--- Exercise prompt ---
Search the entries below. Return every line that has "image" in it.
═══ Records for this exercise
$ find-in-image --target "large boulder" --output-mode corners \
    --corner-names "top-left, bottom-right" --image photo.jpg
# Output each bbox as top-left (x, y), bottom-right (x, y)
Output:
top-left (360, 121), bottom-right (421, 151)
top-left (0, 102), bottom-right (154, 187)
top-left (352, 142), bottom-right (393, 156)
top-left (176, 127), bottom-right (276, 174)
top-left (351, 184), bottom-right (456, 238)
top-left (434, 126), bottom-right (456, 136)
══════
--- Answer box ---
$ find-in-image --target "large boulder" --output-mode corners \
    --corner-names "top-left, bottom-right" --image photo.jpg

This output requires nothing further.